*** Opening of DATA ***

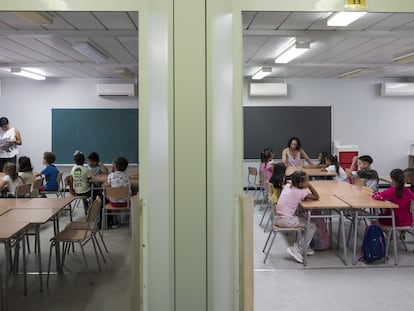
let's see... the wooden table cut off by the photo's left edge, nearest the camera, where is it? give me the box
[0,221,29,310]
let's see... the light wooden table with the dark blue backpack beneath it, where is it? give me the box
[311,180,398,265]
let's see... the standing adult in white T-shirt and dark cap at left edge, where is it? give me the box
[0,117,22,171]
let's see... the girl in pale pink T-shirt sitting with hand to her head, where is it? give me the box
[275,171,319,263]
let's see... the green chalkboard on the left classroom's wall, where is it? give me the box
[52,109,138,164]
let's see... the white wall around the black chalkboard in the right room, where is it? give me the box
[243,79,414,180]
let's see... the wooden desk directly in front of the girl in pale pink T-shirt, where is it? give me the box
[300,195,351,266]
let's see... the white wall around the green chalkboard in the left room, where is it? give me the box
[0,79,138,171]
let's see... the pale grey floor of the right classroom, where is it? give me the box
[254,202,414,311]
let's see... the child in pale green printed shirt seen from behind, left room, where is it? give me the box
[70,151,92,214]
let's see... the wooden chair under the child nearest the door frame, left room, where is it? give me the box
[102,186,131,234]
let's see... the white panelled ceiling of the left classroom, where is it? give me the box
[0,11,138,80]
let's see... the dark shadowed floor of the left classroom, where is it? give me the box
[1,208,131,311]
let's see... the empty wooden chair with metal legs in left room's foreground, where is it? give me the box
[46,199,102,285]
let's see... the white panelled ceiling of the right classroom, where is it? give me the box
[243,12,414,79]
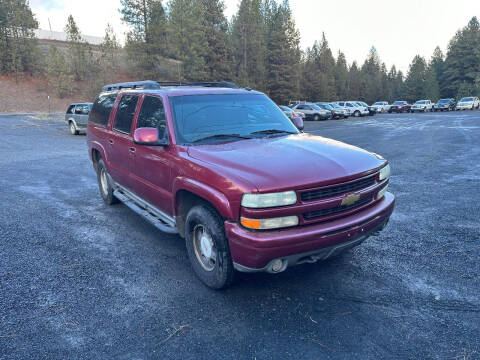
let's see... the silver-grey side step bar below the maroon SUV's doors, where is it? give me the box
[113,184,178,234]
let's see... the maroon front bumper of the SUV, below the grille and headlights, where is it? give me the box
[225,192,395,272]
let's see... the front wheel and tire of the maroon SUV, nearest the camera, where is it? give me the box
[185,205,235,289]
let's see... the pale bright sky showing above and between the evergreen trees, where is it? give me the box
[30,0,480,72]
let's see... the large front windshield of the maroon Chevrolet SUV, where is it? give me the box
[170,94,298,144]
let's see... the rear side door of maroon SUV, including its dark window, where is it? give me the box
[107,94,139,188]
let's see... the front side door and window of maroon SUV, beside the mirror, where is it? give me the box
[131,95,173,215]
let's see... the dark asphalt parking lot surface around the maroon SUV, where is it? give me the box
[0,111,480,360]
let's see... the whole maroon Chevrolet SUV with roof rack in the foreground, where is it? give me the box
[87,81,394,289]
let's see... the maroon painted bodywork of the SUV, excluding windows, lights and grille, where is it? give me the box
[87,88,394,268]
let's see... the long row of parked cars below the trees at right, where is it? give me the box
[280,96,480,121]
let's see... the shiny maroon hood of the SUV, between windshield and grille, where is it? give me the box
[188,134,386,192]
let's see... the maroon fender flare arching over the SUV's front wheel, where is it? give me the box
[172,176,238,221]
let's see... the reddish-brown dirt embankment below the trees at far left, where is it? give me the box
[0,76,92,114]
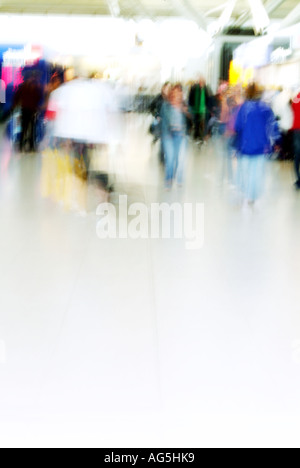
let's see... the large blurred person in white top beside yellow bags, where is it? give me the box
[44,71,116,215]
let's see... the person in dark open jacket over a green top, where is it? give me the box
[188,78,212,142]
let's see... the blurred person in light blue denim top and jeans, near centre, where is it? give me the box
[161,84,190,189]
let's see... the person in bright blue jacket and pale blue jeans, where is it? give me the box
[235,84,276,204]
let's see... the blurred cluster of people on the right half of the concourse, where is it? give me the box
[150,77,300,204]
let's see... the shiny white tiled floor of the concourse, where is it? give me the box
[0,117,300,448]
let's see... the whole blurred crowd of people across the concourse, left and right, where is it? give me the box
[3,66,300,210]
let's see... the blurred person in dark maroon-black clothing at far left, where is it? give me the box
[13,75,43,152]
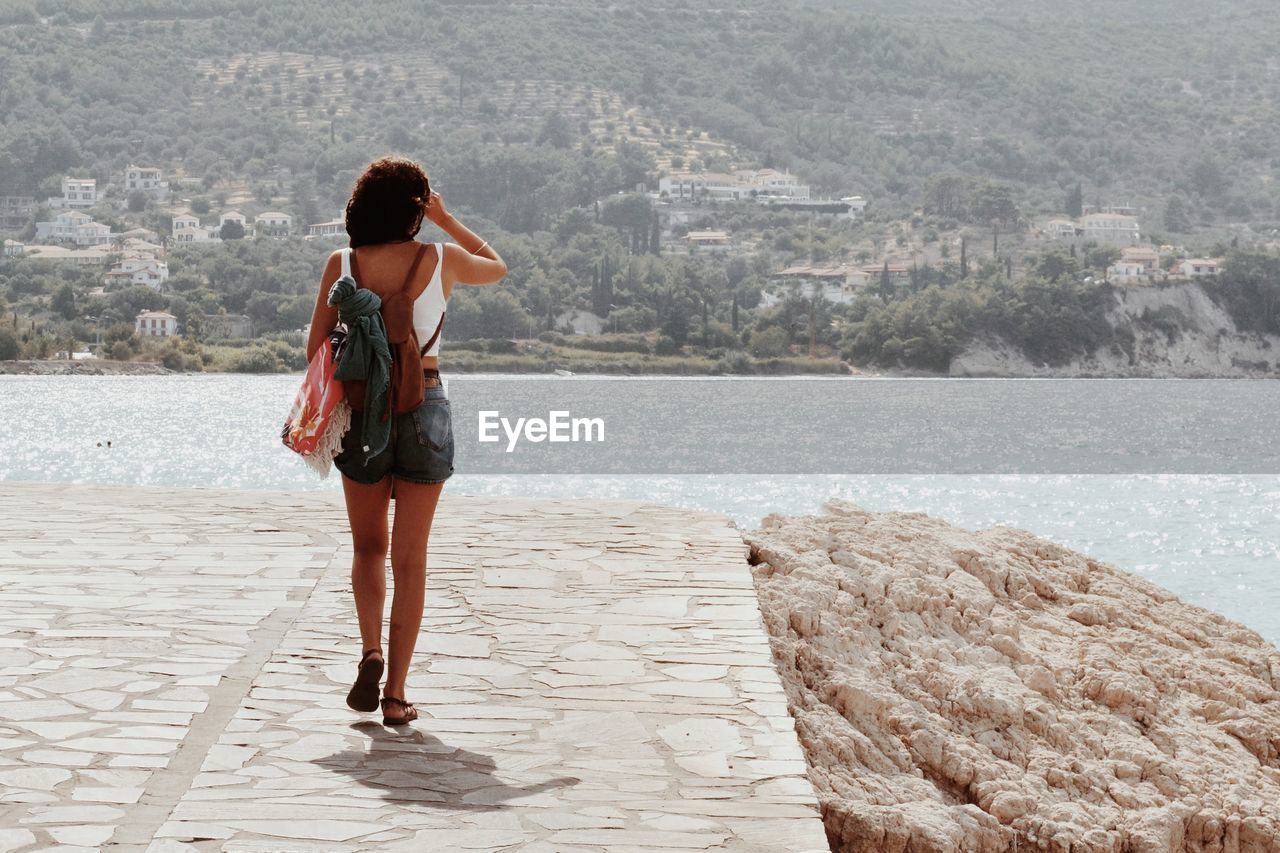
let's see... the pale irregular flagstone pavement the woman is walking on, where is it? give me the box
[0,482,828,853]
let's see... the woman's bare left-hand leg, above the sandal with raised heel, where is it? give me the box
[342,476,392,653]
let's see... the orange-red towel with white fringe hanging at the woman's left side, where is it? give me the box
[280,332,351,476]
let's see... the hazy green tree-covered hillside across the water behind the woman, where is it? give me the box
[0,0,1280,373]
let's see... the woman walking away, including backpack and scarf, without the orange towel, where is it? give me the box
[307,158,507,725]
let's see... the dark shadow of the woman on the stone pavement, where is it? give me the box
[312,721,581,811]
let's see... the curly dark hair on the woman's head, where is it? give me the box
[347,156,431,248]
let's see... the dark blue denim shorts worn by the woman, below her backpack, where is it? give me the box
[333,386,453,485]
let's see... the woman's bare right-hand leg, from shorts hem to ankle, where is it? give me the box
[383,480,444,698]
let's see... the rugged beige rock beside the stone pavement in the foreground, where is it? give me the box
[746,502,1280,853]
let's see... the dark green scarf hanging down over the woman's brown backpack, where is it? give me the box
[329,275,392,465]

*** Close of DATA ***

TASK TO CARRY OUT: The reply must hold each line of the records verbatim and no pictures.

SOLUTION:
let's see... the wooden table cut off by the photo's left edge, nearest the camera, where is it? give me the box
[0,221,29,310]
let's see... the light wooden table with the dark blue backpack beneath it, where is it? give me the box
[311,180,398,265]
let's see... the standing adult in white T-shirt and dark cap at left edge, where is it? give me the box
[0,117,22,171]
let's see... the girl in pale pink T-shirt sitting with hand to her head, where is it? give me the box
[275,171,319,263]
let's see... the green chalkboard on the left classroom's wall, where is it? give me the box
[52,109,138,164]
let's see... the white wall around the black chalkboard in the right room, where is it? give me the box
[243,79,414,180]
let's see... the wooden desk directly in front of the girl in pale pink T-shirt, where is it? give me the box
[300,195,351,266]
let's see... the white wall around the green chalkboard in the left room, where is it? give me the box
[0,79,138,171]
let's see... the pale grey floor of the right classroom, where is it? give me the box
[254,202,414,311]
let's see... the child in pale green printed shirt seen from behind, left room, where is it? give me the box
[70,151,92,214]
let's see... the wooden chair under the child nearest the door frame, left room, where is it? give me the box
[102,186,131,234]
let's see... the white panelled ceiling of the left classroom, where is it? give me the box
[0,11,138,80]
let's see... the dark shadowed floor of the left classroom, where is it? give me the box
[1,208,131,311]
let's see... the empty wooden chair with metal legs in left room's foreground, where is it? give me the box
[46,199,102,285]
let's see... the white panelled ceiling of the right classroom, where is it? give me the box
[243,12,414,79]
let's see... the silver-grey side step bar below the maroon SUV's doors, where is it? give me the box
[113,184,178,234]
let's see... the maroon front bumper of the SUV, below the grille and headlights, where is it? give me the box
[225,192,395,272]
let's see... the front wheel and tire of the maroon SUV, nearest the camera, where is it? give me the box
[185,205,235,289]
let's see... the pale bright sky showing above and between the evergreen trees, where is it? give me the box
[30,0,480,72]
let's see... the large front windshield of the maroon Chevrolet SUV, where is it? give me the box
[170,94,298,144]
let's see... the rear side door of maroon SUV, including its dark window, where is it? give me the box
[107,94,139,188]
let's see... the front side door and window of maroon SUV, beside the mirror, where is it? give me the box
[131,95,173,215]
let's see... the dark asphalt parking lot surface around the maroon SUV, where is it? give me the box
[0,111,480,360]
let's see... the whole maroon Chevrolet SUV with roof rack in the foreground, where is it? give me the box
[87,81,394,289]
let's see... the maroon painted bodywork of the SUV, excluding windows, lights and grille, where is it? give me the box
[87,88,394,268]
let's see... the long row of parked cars below the trees at right, where is it? give me the box
[280,96,480,121]
let's see... the shiny maroon hood of the SUV, between windshield and grille, where is it? give me the box
[188,134,386,192]
let's see... the maroon fender flare arching over the SUV's front wheel, where is it? give me the box
[172,176,238,221]
let's see... the reddish-brown dirt embankment below the trees at far left, where is it? give me the box
[0,76,92,114]
let's see... the large blurred person in white top beside yellow bags, where is it? give me the box
[44,71,116,215]
let's see... the person in dark open jacket over a green top, where is it? give me the box
[188,78,212,142]
let's see... the blurred person in light blue denim top and jeans, near centre, where is it? give me the box
[161,84,190,189]
let's see... the person in bright blue jacket and pale blue jeans, where is it? give me the box
[235,84,276,204]
let's see... the blurred cluster of people on the right half of the concourse, where is it? give me the box
[150,77,300,204]
let's see... the shiny white tiled floor of the concourse, where is it? give me the box
[0,117,300,448]
let's see... the whole blurred crowd of people across the concourse, left and right, where is it? give me the box
[3,66,300,210]
let's see... the blurred person in dark maroon-black clothing at far left, where is it? give me the box
[13,75,43,152]
let's see... the pale irregular flagstone pavement the woman is walking on, where is it? give me the box
[0,482,828,853]
let's see... the woman's bare left-hand leg, above the sandal with raised heel, where is it? give me the box
[342,476,392,653]
let's see... the orange-red towel with white fringe hanging at the woman's left side, where is it? give me the box
[280,332,351,476]
let's see... the hazy green tree-covered hillside across the water behind the woman, where is it? give me the box
[0,0,1280,373]
let's see... the woman walking away, including backpack and scarf, without the orange towel, where is it? give me the box
[307,158,507,725]
let's see... the dark shadow of the woman on the stone pavement, where is it? give me the box
[312,721,581,811]
let's see... the curly dark hair on the woman's head, where is it? give me the box
[347,156,431,248]
let's see... the dark blue denim shorts worn by the woman, below her backpack, where is it? give me the box
[333,386,453,485]
let's see... the woman's bare right-hand leg, from shorts hem to ankle, where is it? give me the box
[383,480,444,698]
let's see... the rugged beige rock beside the stone pavement in the foreground, where is it? give me the box
[746,502,1280,853]
let's see... the dark green scarf hanging down over the woman's brown backpack, where is it? give me the box
[329,275,392,465]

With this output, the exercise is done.